--- start of RECORDS SUPPLIED ---
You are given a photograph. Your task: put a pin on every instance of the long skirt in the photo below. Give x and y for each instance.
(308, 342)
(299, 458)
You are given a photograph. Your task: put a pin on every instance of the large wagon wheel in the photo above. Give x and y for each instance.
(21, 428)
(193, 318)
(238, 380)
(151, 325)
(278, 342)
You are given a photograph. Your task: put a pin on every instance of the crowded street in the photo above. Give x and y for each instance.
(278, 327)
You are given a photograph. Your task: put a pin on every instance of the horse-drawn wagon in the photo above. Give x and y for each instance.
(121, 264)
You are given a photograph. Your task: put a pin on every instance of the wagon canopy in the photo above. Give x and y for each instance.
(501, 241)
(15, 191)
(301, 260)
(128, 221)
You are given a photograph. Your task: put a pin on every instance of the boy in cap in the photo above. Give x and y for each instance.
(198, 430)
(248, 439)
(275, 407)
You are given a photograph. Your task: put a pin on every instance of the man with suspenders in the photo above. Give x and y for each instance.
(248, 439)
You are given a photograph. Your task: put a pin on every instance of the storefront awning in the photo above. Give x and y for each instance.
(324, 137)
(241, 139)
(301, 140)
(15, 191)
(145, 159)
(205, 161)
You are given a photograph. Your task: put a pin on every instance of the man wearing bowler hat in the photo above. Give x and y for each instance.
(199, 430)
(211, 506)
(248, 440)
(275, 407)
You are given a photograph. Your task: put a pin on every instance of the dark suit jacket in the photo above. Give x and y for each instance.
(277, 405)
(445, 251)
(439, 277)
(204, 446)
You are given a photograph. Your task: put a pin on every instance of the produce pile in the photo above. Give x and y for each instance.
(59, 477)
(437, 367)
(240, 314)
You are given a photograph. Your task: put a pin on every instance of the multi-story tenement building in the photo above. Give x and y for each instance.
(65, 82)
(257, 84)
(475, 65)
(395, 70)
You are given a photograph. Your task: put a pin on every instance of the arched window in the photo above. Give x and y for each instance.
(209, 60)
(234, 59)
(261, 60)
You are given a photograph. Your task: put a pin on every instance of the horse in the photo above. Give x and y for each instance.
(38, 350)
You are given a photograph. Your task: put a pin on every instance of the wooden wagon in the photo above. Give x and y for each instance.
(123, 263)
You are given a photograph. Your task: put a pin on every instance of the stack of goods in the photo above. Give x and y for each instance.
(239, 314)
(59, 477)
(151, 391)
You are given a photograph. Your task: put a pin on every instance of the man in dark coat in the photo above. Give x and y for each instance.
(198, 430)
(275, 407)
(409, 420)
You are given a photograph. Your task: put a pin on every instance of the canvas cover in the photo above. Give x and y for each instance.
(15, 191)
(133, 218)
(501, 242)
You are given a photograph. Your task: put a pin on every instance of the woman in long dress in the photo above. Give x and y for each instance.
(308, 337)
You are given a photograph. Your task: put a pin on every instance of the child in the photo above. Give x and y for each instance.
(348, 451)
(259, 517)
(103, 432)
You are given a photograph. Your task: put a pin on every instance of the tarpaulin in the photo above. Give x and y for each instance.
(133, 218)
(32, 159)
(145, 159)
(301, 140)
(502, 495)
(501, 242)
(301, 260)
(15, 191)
--- end of RECORDS SUPPLIED ---
• INSTRUCTIONS TO FOLLOW: Type out the whole listing above again, exactly as it stands.

• SOLUTION:
You are given a photograph. Your task: put a pin on every instance of the long skirt in the photo below. Give x and y for each instance.
(308, 342)
(299, 458)
You are given a photograph. Your task: put a pin on every instance of the large wagon wheel in the photo above. Give x and y for each instance.
(21, 428)
(193, 318)
(238, 380)
(151, 325)
(278, 342)
You are given a photograph. Your task: put a pin on every instance of the crowded street in the photo above. Give x and y for each instance.
(278, 327)
You are given a photograph. Your task: put a pin on every instance of the horse-drawn wagon in the photo above. Give x and y for each instance.
(121, 264)
You are given a photograph. Your task: put a pin on every instance of the wagon canopy in the photo above. Give x and y for each instance.
(501, 241)
(15, 191)
(301, 260)
(128, 221)
You are given a photograph. Your task: put a pin on every instance of the boy in cap in the photo above. Give x and y for each instance.
(198, 430)
(248, 439)
(275, 407)
You are given a photograph. Your task: put a pin on every instance of the man with suspenders in the photo above. Give x and y for each instance.
(248, 439)
You are given a photograph. Your task: put a pin on every instance of the storefront awning in the photo above. Give x and y for each instance.
(324, 137)
(241, 139)
(301, 140)
(15, 191)
(145, 159)
(205, 161)
You are given a photograph. Your task: put a pin on every instance of the man wearing bowler hat in the photo above. Give x and y for each instance.
(199, 430)
(211, 506)
(248, 440)
(275, 407)
You are given a photograph. Your task: put a pin on every instance of the dark suit jacket in the photo above. Give x and y for each instance.
(277, 405)
(445, 251)
(439, 277)
(204, 446)
You are given a photograph. Your task: put a pin on every instance of the produce pile in the photo above. Give x and y for each instance.
(59, 477)
(437, 367)
(240, 314)
You are given a photograph. Your task: put a pin on every instance of the multi-story tenement building in the photo above. Give x and y for each instance.
(65, 82)
(257, 84)
(475, 65)
(395, 70)
You are given a photograph. Your task: put a pin on every instance of the arched window in the photo above. Give x and y for each instance.
(209, 60)
(234, 59)
(261, 60)
You are given a photograph. Your task: put a pin on every instance of the horse in the photo above. Give x and y for each instance.
(38, 350)
You are given a photograph. Your task: put a pin on every instance of the wooden wagon in the photo above. Give x and y for each instance.
(123, 263)
You are given a photograph. Your task: put a pin on every instance of the stack of goods in the photo above. Give x and y for each instance.
(239, 314)
(59, 477)
(151, 391)
You are given a photograph. Your task: put a pin on every instance of the man in dark coat in the photo above. Give x and y for each instance.
(198, 430)
(275, 407)
(409, 420)
You are given a photograph. Your task: put a pin on every instance of the canvas cover in the photo above. Give x and y for each instance.
(15, 191)
(133, 218)
(501, 242)
You are given a photograph. Your task: put a pin on every instance of the woman in long dress in the photo above. Give x and y for each instance.
(308, 337)
You are given a photograph. Your task: put a pin on every instance of the child in the photo above. Give x and y for each instance.
(348, 451)
(259, 517)
(103, 432)
You are given a photograph. Your task: put a pin on every instance of the tarpaulin in the photo above. Give x and y for each instance.
(133, 218)
(32, 159)
(145, 159)
(301, 140)
(502, 495)
(501, 242)
(301, 260)
(15, 191)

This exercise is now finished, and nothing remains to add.